**Work to complete:**
Take the material below and output exactly the run of lines from the one containing "Expected: one point per instance of the city" down to the one containing "Expected: one point per instance of the riverbank, with", with both included.

**Provided material:**
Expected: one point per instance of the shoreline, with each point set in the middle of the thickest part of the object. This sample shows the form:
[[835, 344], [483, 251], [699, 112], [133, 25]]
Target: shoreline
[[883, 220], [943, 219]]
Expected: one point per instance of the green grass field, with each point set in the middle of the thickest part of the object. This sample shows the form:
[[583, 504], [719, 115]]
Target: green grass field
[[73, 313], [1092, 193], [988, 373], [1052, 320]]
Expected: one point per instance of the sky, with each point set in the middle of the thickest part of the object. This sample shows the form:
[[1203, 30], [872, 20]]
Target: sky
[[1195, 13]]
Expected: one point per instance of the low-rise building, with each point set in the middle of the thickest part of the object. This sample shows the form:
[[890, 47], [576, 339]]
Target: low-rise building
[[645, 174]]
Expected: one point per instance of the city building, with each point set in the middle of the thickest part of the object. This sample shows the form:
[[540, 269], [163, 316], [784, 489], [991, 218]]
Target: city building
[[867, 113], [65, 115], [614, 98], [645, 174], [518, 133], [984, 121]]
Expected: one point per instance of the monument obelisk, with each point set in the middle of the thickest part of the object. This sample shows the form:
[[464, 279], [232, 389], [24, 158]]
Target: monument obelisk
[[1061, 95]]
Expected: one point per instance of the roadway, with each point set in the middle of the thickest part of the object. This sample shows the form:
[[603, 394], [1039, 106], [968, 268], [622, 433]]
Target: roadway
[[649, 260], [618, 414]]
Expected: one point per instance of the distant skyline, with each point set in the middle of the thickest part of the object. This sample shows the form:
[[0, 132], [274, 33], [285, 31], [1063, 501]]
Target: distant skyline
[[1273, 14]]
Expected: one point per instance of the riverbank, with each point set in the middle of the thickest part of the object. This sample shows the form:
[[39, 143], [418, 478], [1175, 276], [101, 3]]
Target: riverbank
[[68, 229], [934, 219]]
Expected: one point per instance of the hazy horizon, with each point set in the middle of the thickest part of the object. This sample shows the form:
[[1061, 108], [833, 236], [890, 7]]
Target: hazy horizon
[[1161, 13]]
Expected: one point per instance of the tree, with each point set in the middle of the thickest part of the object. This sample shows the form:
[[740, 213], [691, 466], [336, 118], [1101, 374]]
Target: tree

**Completed exercise:**
Expected: one point per instance of the city building, with each point set in the middle of the thickest part of the object. This sample shows the form:
[[540, 269], [163, 316], [784, 489], [991, 218]]
Target: city building
[[867, 113], [65, 115], [614, 98], [645, 174], [518, 133], [984, 121]]
Expected: one point per instance of the monument obelisk, with each point set in the middle of the thickest part of the object. This sample shows the form:
[[464, 279], [232, 389], [24, 158]]
Target: monument obelisk
[[1061, 95]]
Expected: one point per instance of the roadway, with each point set in the middle of the thickest part of the object. This sample shows the form:
[[603, 394], [1039, 106], [968, 268], [622, 433]]
Target: roadway
[[649, 260], [618, 414]]
Expected: one point per instance of the distant skyline, with each point set in the middle of the thickest part of the object. This sample shows the form:
[[0, 132], [274, 33], [285, 31], [1063, 501]]
Target: distant skyline
[[1273, 14]]
Expected: one point per instance of the riverbank, with each point set in the middle of the thickest part of the object. This sample shows the form:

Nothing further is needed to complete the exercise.